(Object detection data)
--
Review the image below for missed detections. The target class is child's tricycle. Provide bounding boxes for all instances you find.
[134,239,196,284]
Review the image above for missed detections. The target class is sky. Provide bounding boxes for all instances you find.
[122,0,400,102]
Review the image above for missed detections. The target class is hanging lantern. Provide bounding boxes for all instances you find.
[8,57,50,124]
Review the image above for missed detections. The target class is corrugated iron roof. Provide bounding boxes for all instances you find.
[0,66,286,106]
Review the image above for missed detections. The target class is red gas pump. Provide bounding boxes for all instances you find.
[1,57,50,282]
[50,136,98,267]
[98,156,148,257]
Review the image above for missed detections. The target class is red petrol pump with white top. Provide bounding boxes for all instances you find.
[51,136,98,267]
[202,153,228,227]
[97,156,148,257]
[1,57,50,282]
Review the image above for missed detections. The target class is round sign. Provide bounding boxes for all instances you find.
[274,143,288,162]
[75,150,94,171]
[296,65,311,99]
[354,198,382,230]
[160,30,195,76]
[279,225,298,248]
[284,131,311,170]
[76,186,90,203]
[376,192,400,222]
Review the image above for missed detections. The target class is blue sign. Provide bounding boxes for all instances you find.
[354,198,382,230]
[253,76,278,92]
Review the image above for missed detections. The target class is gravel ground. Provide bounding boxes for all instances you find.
--
GIVEN TASK = Rewrite all of the records above as a numbered list, leaving out any blank lines.

TASK ANSWER =
1. Review the image below for missed detections. The target class is child's tricycle. Provide bounding boxes for all instances you find.
2. [134,239,196,284]
3. Review the image above for missed detections. The target class is sky. Provide bounding boxes for all instances you find.
4. [122,0,400,102]
5. Review the image above for missed detections. The target class is hanging lantern. Provide bounding boxes for all instances you find.
6. [8,57,50,124]
7. Review the image above for missed detections. The target class is corrugated iron roof. Provide bounding boxes for all instances you find.
8. [0,66,286,106]
9. Review the image above for missed detections. The target class is red gas pump. Provide bounding boxes for all instances you find.
10. [1,57,50,282]
11. [50,136,98,267]
12. [98,156,148,257]
13. Review the image above for missed detections. The target class is red petrol pump with white top. Provide bounding boxes for all instances you find.
14. [51,136,98,267]
15. [202,153,228,227]
16. [97,156,148,257]
17. [1,57,50,282]
18. Review the image above for missed detections. The target class is round sign. Provide bounding boxes for all instances you find.
19. [274,143,288,162]
20. [75,150,94,171]
21. [296,65,311,99]
22. [354,198,382,230]
23. [160,30,195,76]
24. [279,225,298,248]
25. [284,131,311,170]
26. [76,186,90,203]
27. [376,192,400,222]
28. Review the image above for missed detections. The target class is blue sign. Provide bounding boxes for all instances you find.
29. [354,198,382,230]
30. [253,76,278,92]
31. Review the image above for missed detections. The target class is gravel ground. Provide bounding boxes for all instances you find.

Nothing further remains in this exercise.